> [Exercise requirements] Please check three statements against the article below about the Manhattan Project plutonium sample. For each one, answer yes or no and quote the article's deciding words. 1. The sample was found in a waste pit at the Hanford Nuclear Reservation. 2. The origins of the material were known when it was unearthed. 3. Scientists find a plutonium sample's age by charting its rate of decay back into uranium.

> [Source document]
A plutonium sample recently found at a U.S. waste dump is leftover from a batch used by the Manhattan Project, which produced the world's first nuclear bomb test, a team of chemists has announced.
A nuclear waste cleanup team unearthed the 0.01 ounces (400 milligrams) sample in a waste pit at the Hanford Nuclear Reservation in Washington, where it was sealed in a glass jar and enclosed in a safe.
The discovery highlights new techniques in the emerging field of nuclear archaeology that could become key factors in nuclear deterrence.
Although the mysterious material was unearthed in 2004, its origins were unknown until the researchers used state-of-the art methods to identify its age and history.
The clues led the team to the X-10 reactor at Oak Ridge, Tennessee, which was once part of the Manhattan Project. The spent sample was sent to Hansford for reprocessing—or removing bomb-grade plutonium from nuclear waste products.
"This kind of nuclear archaeology is unclassified, so it gives the public a rare glimpse at what can be done to potentially identify the origin of these types of materials," said nuclear chemist and team member Jon Schwantes, of the Pacific Northwest National Laboratory in Richland, Washington.
(Related: "Archaeologists Explore Cold War Nuclear Test Site".)
Finding "Fingerprints"
The work, described in the journal Analytical Chemistry, highlights experts' growing ability to pinpoint the origins of dangerous nuclear materials.
Because plutonium is rare in nature, weapons-grade reactors must process uranium into the right version, or isotope, of plutonium. To find a plutonium sample's age, scientists chart the element's rate of decay back into uranium.
The levels of different plutonium isotopes then provide a unique fingerprint that can reveal the reactor of origin.
"Each reactor that's producing this material has a slightly different makeup to it," Schwantes explained. "It may be burning a different type of fuel or [running at] higher or lower burnup levels," resulting in different isotope ratios in the finished product.

> [Information]
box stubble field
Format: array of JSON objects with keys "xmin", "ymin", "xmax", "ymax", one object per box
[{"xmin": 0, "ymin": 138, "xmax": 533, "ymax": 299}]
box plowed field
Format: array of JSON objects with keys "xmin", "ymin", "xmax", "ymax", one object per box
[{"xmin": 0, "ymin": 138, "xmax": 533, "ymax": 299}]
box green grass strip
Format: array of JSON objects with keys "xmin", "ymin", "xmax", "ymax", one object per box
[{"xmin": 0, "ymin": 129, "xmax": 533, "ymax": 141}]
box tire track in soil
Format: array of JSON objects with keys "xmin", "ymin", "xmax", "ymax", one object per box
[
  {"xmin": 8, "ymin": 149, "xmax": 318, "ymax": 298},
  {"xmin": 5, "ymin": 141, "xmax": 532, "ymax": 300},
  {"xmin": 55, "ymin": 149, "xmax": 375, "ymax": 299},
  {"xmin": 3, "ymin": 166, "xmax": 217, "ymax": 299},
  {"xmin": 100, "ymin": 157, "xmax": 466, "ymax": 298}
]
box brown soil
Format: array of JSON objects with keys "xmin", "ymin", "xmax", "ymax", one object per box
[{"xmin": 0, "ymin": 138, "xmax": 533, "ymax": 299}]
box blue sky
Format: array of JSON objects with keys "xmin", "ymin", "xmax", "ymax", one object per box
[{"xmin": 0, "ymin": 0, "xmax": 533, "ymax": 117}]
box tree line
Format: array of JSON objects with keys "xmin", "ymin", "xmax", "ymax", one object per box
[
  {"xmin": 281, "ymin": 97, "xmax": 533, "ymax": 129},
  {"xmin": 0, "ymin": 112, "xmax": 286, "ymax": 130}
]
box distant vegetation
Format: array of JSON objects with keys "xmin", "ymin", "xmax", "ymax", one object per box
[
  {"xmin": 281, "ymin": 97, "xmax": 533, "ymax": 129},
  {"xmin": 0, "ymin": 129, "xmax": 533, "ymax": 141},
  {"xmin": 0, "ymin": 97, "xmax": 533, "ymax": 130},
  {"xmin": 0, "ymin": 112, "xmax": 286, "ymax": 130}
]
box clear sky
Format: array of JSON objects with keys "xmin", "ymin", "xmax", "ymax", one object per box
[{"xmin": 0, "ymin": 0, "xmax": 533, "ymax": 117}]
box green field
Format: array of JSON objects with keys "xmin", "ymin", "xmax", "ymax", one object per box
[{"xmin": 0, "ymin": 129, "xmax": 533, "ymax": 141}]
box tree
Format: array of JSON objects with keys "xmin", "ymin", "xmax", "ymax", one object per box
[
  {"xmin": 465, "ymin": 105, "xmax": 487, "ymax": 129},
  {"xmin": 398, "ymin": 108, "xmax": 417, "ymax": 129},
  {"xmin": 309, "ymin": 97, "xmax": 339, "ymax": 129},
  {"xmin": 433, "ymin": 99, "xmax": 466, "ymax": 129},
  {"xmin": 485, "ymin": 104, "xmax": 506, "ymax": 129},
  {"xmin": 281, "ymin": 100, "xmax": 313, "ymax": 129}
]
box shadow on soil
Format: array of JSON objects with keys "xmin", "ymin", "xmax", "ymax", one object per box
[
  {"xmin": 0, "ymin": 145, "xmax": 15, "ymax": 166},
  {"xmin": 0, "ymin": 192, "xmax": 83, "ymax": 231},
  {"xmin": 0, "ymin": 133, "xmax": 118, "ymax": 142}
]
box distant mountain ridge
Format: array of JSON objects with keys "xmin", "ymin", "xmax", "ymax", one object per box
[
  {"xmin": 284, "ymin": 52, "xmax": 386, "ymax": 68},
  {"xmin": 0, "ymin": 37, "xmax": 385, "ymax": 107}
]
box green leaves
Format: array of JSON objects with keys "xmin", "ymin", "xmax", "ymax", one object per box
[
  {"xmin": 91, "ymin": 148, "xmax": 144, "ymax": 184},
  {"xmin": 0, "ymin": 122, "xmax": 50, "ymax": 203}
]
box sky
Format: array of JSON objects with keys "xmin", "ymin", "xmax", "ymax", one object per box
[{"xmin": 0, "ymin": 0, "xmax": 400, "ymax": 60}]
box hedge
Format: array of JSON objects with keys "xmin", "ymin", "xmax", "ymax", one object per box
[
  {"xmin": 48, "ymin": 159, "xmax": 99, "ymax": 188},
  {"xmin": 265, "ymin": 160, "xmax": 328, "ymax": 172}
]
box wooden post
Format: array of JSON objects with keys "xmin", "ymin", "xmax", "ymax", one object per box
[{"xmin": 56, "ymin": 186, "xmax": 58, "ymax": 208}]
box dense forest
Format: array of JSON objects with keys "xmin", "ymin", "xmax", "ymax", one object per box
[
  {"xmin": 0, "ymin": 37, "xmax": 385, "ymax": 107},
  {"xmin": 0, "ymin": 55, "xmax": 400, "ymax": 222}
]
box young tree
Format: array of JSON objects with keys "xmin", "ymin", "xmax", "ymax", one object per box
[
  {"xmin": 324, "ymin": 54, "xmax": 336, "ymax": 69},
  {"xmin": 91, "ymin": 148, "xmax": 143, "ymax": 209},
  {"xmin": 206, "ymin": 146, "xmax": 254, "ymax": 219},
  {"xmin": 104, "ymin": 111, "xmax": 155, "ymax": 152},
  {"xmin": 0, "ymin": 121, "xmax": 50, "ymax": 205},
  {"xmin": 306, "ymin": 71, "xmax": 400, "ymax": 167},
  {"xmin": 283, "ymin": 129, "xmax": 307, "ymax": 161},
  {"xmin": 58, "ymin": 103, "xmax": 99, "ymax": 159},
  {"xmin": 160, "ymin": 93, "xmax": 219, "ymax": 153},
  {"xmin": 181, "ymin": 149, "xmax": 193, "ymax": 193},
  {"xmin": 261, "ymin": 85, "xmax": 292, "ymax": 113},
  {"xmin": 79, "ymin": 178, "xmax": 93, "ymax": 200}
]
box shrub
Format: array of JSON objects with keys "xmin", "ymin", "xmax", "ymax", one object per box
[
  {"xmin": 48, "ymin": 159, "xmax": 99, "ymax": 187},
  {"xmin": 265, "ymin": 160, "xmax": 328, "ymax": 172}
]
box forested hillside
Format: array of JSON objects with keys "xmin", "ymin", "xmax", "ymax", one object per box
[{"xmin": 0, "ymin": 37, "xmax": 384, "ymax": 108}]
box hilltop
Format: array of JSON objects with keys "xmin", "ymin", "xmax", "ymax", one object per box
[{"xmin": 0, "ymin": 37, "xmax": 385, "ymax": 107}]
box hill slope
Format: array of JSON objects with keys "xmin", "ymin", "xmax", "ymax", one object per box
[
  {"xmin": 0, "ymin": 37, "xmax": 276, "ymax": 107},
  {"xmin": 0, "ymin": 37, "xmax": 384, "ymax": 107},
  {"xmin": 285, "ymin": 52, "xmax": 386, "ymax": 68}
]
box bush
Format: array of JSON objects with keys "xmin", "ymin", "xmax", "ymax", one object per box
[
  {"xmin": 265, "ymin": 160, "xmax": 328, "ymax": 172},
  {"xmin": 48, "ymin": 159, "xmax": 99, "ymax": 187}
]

> [Solution to this exercise]
1. Yes: "unearthed the 0.01 ounces (400 milligrams) sample in a waste pit at the Hanford Nuclear Reservation in Washington"
2. No: "its origins were unknown until the researchers used state-of-the art methods to identify its age and history"
3. Yes: "To find a plutonium sample's age, scientists chart the element's rate of decay back into uranium."